━━━━━ DATA ENTRIES

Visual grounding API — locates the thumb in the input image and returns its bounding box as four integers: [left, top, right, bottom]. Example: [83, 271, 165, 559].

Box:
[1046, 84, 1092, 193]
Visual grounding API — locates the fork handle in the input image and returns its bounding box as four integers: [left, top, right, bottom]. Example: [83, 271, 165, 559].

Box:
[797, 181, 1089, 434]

━━━━━━━━━━
━━━━━ DATA ENTRIES

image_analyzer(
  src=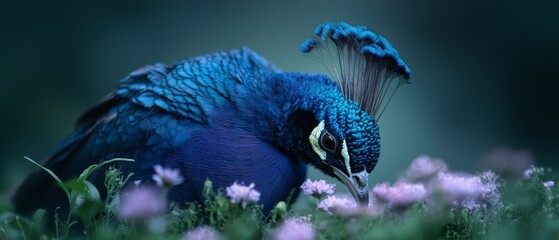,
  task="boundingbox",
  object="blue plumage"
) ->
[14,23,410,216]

━━━━━━━━━━
━━━━━ DATA ENTRIES

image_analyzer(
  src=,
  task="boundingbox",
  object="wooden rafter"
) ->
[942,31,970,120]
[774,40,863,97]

━━━━━━━━━━

■ INSTRUCTIONS TO FOLLOW
Reproduce the lines verbatim, beginning with the line that contains "Visual grounding API — locates the thumb" and ending after the line that contains "[797, 181, 1089, 434]".

■ COMPLETE ANSWER
Visual grounding API — locates the thumb in the input image and returns its bounding box as four integers: [left, top, right, bottom]. Example: [83, 271, 165, 559].

Box:
[1046, 84, 1092, 193]
Visual grounding API — locates the fork handle in the input image and returns its bounding box as four integers: [left, top, right, bottom]. Example: [83, 271, 165, 559].

Box:
[797, 181, 1089, 434]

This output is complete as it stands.